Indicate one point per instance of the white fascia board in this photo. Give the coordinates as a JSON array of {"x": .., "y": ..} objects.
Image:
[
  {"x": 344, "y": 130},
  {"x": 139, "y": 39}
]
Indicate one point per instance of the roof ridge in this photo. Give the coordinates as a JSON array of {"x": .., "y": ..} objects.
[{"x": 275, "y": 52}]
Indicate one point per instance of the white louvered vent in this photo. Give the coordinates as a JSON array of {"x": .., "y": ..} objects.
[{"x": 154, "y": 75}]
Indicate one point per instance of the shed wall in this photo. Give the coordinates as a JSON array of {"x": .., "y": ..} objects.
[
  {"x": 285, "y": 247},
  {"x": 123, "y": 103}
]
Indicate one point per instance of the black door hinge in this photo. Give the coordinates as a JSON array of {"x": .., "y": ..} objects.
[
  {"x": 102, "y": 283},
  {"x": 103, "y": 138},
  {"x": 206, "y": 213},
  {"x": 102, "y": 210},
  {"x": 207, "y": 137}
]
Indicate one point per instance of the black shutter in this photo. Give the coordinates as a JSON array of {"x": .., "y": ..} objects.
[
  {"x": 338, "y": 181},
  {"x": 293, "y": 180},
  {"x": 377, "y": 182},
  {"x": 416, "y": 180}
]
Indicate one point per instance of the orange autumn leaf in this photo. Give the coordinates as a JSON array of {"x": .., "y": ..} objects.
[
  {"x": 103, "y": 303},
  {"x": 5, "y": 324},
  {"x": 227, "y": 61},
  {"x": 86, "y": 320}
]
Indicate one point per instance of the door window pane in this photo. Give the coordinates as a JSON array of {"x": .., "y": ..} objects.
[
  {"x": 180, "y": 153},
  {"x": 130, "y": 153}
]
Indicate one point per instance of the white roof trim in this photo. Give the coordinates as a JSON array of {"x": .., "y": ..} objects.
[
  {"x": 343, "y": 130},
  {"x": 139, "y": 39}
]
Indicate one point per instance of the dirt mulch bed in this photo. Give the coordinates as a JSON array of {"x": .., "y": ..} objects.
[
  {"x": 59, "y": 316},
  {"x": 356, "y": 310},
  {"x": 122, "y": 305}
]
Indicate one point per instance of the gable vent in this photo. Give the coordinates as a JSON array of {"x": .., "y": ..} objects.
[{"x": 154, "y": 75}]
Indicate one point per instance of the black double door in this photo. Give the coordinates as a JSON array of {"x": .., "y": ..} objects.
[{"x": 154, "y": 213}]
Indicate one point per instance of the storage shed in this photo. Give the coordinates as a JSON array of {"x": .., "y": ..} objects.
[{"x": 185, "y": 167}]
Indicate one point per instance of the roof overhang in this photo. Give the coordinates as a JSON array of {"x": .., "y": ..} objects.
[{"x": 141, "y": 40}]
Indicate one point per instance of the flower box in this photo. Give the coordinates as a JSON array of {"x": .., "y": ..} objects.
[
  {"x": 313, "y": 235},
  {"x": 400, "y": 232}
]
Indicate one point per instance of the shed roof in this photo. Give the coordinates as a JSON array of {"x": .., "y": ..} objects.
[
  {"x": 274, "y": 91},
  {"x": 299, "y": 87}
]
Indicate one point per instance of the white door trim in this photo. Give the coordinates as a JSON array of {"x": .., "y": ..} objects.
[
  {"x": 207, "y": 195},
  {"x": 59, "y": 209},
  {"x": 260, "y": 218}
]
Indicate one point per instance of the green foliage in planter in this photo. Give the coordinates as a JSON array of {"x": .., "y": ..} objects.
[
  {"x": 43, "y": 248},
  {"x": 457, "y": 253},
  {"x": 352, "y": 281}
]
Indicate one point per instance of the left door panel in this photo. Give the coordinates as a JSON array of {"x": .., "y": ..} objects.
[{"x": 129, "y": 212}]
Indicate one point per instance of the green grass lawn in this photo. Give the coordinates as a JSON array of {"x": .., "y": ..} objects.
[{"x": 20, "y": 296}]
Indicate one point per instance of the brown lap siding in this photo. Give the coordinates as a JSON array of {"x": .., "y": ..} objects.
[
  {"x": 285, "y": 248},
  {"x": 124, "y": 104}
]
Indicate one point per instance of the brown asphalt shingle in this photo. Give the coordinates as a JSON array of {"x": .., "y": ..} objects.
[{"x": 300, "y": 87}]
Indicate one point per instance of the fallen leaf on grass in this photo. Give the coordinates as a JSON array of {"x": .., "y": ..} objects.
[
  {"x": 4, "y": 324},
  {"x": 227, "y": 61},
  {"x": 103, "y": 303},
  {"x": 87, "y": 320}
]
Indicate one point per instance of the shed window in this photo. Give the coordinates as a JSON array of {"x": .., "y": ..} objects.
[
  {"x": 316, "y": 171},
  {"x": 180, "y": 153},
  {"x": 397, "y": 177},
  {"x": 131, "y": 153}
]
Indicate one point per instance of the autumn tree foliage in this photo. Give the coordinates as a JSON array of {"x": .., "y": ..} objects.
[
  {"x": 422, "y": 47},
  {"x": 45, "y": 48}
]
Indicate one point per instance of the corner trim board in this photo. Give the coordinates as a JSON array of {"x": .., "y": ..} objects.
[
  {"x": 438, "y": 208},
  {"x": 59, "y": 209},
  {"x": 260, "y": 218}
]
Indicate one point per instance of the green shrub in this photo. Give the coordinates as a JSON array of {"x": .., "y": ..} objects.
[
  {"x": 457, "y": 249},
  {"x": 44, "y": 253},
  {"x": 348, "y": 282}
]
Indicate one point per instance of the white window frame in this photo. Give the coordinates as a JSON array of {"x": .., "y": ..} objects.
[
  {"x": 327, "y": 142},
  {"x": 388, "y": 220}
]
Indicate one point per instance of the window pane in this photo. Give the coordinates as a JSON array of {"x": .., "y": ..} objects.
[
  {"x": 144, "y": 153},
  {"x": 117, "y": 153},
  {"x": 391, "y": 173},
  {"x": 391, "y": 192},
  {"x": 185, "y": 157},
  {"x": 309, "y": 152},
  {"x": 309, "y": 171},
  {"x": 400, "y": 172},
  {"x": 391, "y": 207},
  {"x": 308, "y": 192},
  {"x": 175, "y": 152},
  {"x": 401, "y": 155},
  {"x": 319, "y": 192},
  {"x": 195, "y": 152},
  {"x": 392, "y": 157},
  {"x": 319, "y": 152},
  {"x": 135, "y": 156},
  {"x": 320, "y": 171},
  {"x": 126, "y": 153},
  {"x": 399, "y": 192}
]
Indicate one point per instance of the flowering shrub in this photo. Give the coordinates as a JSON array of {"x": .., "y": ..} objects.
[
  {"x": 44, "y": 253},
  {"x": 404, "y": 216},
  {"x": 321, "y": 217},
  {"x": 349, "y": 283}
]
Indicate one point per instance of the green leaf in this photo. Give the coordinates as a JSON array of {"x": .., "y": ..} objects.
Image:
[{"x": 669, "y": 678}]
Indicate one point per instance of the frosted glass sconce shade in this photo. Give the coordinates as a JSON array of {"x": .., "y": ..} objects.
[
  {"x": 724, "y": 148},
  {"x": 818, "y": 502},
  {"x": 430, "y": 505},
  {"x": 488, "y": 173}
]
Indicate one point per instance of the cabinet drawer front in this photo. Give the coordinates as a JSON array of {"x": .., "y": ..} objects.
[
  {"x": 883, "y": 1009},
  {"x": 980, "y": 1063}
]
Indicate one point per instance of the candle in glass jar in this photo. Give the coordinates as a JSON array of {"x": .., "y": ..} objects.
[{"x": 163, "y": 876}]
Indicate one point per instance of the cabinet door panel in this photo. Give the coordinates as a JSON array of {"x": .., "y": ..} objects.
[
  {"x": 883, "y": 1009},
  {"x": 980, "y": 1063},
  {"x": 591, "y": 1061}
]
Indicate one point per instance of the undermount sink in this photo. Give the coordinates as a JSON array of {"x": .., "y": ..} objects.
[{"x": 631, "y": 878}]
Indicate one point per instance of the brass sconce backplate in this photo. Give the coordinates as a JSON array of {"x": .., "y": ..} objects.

================================

● Problem to work on: Starting at the line that contains "Indicate one point per instance of the cabinet door", print every line through the end of the listing, word for word. Leave out all the rest.

● Response to this task:
Indicate one point per instance of the cabinet door panel in this photo. Give the coordinates as a JSON array of {"x": .., "y": ..} objects.
[
  {"x": 883, "y": 1009},
  {"x": 980, "y": 1063},
  {"x": 591, "y": 1061}
]
Indicate one point per instance of the undermount sink in this photo. Give the coordinates as a JSON array of {"x": .., "y": ..} objects.
[{"x": 631, "y": 878}]
Indicate one point per instance of the brass sconce backplate in this photo. Give the coordinates as a JSON array of {"x": .., "y": ..} objects.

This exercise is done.